BRANO DI PARTENZA:
....
L’illusione della meritocrazia

Negli ultimi anni gli sportivi sono diventate le star indiscusse della formazione aziendale: si perde il conto di allenatori e atleti che, appesi cronometri e divise al chiodo, intraprendono una brillante carriera come relatori e autori di libri e podcast seguitissimi. Dall’apripista Julio Velasco a Sandro Campagna, da Yuri Chechi Andrea Zorzi. All’estero spopolano Bob Bowman e Dara Torres, solo per rimanere in ambito natatorio (Poi c’è anche chi sportivamente ha fallito su tutta la linea e si ricicla come mental coach o motivatore, ma non è questo il tema e sarebbe inelegante fare nomi. Ci torneremo, nel frattempo tenetevene alla larga).

In prima battuta le ragioni appaiono evidenti e condivisibili: lo sport è rispetto delle regole, uguaglianza, pari opportunità, amicizia, fair play. Ma se si gratta un po’ la superficie si scopre che lo sport di alto livello veicola una serie di messaggi perfettamente funzionali al modello socioeconomico dominante: ossessione per il risultato, impegno sette giorni su sette ventiquattro ore al giorno, competitività spinta all’estremo. Tutte circostanze sopportabili per un atleta che punta volontariamente e consapevolmente all’oro olimpico, ma tremendamente lesive se calate nel contesto di una vita lavorativa e relazionale normale.

Oggi invece si dà per scontato il transfer tossico per cui un rider o un impiegato di banca dovrebbero profondere nella consegna di un kebab o nella vendita di una polizza la stessa dedizione di Michael Jordan all’inseguimento del sesto titolo NBA.

Che poi: provate a rivedere con attenzione proprio The last dance, la docuserie che racconta l’ultima stagione del più grande cestista di sempre: ne esce il ritratto di un individuo miserabile, divorato dalla sua stessa competitività, totalmente disfunzionale fuori dal rettangolo di gioco, disposto a scommettere anche sulle corse delle lumache per soddisfare la sua dipendenza da adrenalina, irrimediabilmente schiavo dell’icona stampata sulle Nike di mezzo mondo. Ho sperato fino all’ultima puntata che qualcuno gli chiedesse: Michael, ne valeva davvero la pena?

E soprattutto: perché prima di questo genere di trasmissioni nessuno pubblica un disclaimer gigantesco: attenzione, questa trasmissione può indurre survivorship bias?
....
MATERIALE FORNITO:
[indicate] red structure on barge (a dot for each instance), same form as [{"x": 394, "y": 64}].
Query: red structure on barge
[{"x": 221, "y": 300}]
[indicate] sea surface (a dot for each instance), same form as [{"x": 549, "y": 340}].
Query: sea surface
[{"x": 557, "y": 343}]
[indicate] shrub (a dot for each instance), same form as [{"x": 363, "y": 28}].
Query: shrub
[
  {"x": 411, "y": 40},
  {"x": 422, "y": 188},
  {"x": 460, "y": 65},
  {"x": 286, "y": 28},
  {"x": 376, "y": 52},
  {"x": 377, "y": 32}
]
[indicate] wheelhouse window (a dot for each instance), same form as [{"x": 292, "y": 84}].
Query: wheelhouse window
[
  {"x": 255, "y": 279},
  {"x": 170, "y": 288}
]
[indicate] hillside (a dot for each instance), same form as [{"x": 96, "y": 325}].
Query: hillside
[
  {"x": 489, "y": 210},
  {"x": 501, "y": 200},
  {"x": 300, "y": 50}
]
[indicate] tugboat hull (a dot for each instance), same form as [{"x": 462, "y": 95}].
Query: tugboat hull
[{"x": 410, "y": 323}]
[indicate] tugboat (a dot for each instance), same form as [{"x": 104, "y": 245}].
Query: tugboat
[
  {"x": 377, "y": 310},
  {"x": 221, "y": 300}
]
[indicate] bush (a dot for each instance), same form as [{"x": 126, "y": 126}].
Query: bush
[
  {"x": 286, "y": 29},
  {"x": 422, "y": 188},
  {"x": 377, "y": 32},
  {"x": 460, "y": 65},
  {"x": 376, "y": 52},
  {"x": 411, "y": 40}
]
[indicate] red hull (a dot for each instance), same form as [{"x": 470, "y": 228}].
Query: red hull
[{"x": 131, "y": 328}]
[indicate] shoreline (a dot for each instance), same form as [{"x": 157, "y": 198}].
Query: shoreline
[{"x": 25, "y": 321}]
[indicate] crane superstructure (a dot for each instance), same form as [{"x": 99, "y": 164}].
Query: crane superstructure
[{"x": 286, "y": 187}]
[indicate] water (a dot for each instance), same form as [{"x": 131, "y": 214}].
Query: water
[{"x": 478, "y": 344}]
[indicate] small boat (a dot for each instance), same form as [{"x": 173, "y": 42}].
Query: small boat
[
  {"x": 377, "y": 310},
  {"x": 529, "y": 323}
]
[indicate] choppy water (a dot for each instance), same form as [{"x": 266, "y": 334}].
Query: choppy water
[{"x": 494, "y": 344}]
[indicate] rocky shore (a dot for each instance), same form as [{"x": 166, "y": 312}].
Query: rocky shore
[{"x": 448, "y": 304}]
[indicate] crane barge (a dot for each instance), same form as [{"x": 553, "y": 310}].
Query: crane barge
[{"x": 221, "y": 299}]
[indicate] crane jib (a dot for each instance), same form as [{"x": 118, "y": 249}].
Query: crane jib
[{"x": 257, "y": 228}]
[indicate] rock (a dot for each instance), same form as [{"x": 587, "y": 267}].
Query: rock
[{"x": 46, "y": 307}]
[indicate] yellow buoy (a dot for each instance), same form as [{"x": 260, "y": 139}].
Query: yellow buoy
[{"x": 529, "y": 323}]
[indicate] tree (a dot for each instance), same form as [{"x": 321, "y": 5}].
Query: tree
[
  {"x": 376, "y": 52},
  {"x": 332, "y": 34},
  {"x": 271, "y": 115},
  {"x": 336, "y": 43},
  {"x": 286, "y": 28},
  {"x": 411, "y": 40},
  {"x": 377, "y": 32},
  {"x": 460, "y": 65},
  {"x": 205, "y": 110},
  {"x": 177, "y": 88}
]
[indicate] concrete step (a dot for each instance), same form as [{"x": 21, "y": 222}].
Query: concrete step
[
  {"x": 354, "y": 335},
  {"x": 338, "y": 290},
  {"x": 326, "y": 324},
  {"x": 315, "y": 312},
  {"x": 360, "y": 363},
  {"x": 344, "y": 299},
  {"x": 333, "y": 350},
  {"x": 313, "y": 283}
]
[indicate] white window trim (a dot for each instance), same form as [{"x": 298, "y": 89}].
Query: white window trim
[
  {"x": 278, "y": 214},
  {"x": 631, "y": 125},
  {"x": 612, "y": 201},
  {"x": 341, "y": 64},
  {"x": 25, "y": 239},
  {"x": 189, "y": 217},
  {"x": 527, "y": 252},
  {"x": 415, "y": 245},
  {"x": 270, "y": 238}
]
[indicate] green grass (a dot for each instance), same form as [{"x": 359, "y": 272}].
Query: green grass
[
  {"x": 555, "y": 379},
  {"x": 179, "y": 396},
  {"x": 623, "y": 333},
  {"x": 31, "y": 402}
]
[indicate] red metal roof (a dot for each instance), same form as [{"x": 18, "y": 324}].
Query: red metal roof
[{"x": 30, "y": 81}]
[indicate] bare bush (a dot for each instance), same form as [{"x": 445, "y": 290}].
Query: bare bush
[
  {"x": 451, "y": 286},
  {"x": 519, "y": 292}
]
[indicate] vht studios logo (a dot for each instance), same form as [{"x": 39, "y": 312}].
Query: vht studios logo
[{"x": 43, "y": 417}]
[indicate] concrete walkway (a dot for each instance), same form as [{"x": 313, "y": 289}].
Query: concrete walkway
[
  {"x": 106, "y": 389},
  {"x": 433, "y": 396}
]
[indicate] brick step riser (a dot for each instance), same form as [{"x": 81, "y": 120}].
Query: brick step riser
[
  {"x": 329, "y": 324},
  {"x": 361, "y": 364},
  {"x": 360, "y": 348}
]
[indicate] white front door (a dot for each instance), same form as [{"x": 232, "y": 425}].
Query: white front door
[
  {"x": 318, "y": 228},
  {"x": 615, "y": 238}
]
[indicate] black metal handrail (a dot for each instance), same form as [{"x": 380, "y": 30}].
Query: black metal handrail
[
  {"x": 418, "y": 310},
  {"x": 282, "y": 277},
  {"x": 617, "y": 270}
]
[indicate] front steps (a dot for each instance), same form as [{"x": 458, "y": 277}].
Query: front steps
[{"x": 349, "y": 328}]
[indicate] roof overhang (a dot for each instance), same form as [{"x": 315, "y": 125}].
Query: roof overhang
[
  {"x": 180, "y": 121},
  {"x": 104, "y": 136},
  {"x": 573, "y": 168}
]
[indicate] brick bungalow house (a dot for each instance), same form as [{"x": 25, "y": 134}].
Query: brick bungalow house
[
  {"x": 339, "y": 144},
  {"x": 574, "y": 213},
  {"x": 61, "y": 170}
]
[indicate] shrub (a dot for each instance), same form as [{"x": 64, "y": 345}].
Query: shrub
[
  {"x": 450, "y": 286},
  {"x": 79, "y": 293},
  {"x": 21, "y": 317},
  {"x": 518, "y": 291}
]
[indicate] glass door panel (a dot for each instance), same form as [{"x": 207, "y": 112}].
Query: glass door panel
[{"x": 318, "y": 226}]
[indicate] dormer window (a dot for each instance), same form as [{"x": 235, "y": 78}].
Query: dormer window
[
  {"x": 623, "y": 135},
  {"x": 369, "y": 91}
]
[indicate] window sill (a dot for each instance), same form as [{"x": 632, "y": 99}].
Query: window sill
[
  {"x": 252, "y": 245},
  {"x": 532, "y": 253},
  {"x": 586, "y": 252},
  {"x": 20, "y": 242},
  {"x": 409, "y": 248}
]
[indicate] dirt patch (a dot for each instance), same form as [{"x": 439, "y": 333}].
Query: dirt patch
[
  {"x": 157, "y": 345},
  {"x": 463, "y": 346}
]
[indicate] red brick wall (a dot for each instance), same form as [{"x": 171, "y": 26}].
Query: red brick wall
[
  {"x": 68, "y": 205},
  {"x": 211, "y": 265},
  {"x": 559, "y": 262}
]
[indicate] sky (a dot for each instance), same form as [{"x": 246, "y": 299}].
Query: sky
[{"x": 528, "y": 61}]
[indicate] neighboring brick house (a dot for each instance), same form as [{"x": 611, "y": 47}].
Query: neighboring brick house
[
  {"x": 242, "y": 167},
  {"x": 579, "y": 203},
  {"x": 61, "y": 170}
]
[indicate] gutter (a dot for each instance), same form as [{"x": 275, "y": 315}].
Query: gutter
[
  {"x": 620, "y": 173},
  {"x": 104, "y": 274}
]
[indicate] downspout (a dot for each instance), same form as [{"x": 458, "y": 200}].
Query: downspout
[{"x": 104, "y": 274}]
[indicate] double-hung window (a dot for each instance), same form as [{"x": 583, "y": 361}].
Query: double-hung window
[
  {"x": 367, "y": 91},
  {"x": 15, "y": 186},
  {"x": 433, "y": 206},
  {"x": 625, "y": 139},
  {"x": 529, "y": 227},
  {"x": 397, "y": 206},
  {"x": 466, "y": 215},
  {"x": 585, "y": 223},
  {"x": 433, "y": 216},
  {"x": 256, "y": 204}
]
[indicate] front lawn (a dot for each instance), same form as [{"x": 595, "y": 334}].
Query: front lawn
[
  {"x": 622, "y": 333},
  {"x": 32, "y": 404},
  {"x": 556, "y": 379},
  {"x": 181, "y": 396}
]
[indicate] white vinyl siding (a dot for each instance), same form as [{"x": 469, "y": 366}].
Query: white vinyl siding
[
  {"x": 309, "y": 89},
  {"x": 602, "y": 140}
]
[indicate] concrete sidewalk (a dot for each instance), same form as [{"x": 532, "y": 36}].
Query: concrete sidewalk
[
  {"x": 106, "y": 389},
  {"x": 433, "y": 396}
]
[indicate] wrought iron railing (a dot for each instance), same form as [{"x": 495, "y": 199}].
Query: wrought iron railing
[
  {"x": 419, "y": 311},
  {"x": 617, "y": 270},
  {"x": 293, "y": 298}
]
....
COMPITI RICHIESTI:
#1 Riscrivi il brano sulla meritocrazia da "L’illusione della meritocrazia" a "tenetevene alla larga).", rinominando "relatori" in "conferenzieri".
#2 Fornisci il seguito del brano sulla meritocrazia, ripartendo dopo la sua ultima frase.

RISPOSTE FINALI:
#1
L’illusione della meritocrazia

Negli ultimi anni gli sportivi sono diventate le star indiscusse della formazione aziendale: si perde il conto di allenatori e atleti che, appesi cronometri e divise al chiodo, intraprendono una brillante carriera come conferenzieri e autori di libri e podcast seguitissimi. Dall’apripista Julio Velasco a Sandro Campagna, da Yuri Chechi Andrea Zorzi. All’estero spopolano Bob Bowman e Dara Torres, solo per rimanere in ambito natatorio (Poi c’è anche chi sportivamente ha fallito su tutta la linea e si ricicla come mental coach o motivatore, ma non è questo il tema e sarebbe inelegante fare nomi. Ci torneremo, nel frattempo tenetevene alla larga).

#2
Perché continuare a proporre come modello di vita le biografie di sportivi di questo livello porta con sé due ordini di problemi. Il primo, appunto, il pregiudizio del sopravvissuto: dato che ogni sportivo di successo ha alle spalle una storia di duro lavoro e abnegazione, passa il messaggio che duro lavoro e abnegazione siano sufficienti a garantire la vittoria, ignorando le storie delle migliaia di atleti che, pur lavorando altrettanto duramente, non ce l’hanno fatta per mancanza di talento, fortuna o salute. Il messaggio che trafila al pubblico è devastante: se non hai successo è solo perché non ti sei impegnato abbastanza.

E qui arriviamo al secondo ordine di problemi: l’illusione della meritocrazia. Meritocrazia è un neologismo coniato nel 1958 dal sociologo britannico Michael Young, non però in un saggio accademico ma in un romanzo distopico che descrive una società tremendamente violenta e diseguale nella quale la posizione sociale di un individuo dipende dalla sua attitudine al lavoro e al suo quoziente intellettivo (altro parametro illusorio e inattendibile, ma non apriamo troppe finestre).

Non c’è da stupirsi che un concetto del genere affascini le classi produttive e dirigenti, che nel tempo lo hanno fatto proprio edulcorandolo nella fiaba per cui qualsiasi ruolo o professione che richieda responsabilità nei confronti di altri può essere affidato secondo criteri di merito, e non di appartenenza a lobby, o altri tipi di conoscenze familiari  o di casta economica, quando in realtà è esattamente ciò che accade.

La letteratura in materia è sterminata, mi limito a citare una ricerca di Guglielmo Barone Sauro Mocetti  che descrive come le famiglie più ricche di Firenze nel 2011 erano le stesse dal 1427. Il fantomatico ascensore sociale rimane bloccato al piano terra per chi non può contare su una famiglia facoltosa, su un’istruzione di qualità, su un’alimentazione adeguata.

Che c’entra tutto questo con lo sport? C’entra un bel po’, se è vero com’è vero che uno studio pubblicato nel 2013 dalla National Hockey League degli Stati Uniti mostra come 350 giocatori della lega erano nati nei primi tre mesi dell’anno contro solo 150 negli ultimi tre. Questo semplicemente perché la soglia per accedere al primo anno di scuola hockey era fissato al primo gennaio, quindi i bambini più grandi anche di pochi mesi avevano più tempo a disposizione per imparare a giocare, allenarsi, competere.

Allora continuiamo a cercare, individuare e valorizzare il talento, ma in un quadro di consapevolezza. Gregorio Paltrinieri e Simona Quadarella si sono sudati e meritati ogni milligrammo delle loro medaglie d’oro, ma la fatica e l’impegno non sarebbero stati sufficienti se la natura non li avesse dotati di carrozzerie e motori di prim’ordine o, semplicemente, se fossero nati in famiglie che non avevano le possibilità economiche di mandarli in piscina.

Insistere sul merito come unica variabile dalla quale dipende il successo sportivo, oltre ad essere banalmente una falsità clamorosa, rischia di creare frustrazione e avvilimento in migliaia di atlete e atleti che hanno come unica colpa quella di non essere nati nel posto, al momento o dai genitori giusti. E può risultare logorante anche per gli atleti d’élite, che sempre più spesso avvertono il bisogno di staccare la spina, da Simone Biles Naomi Osaka Caeleb Dressel.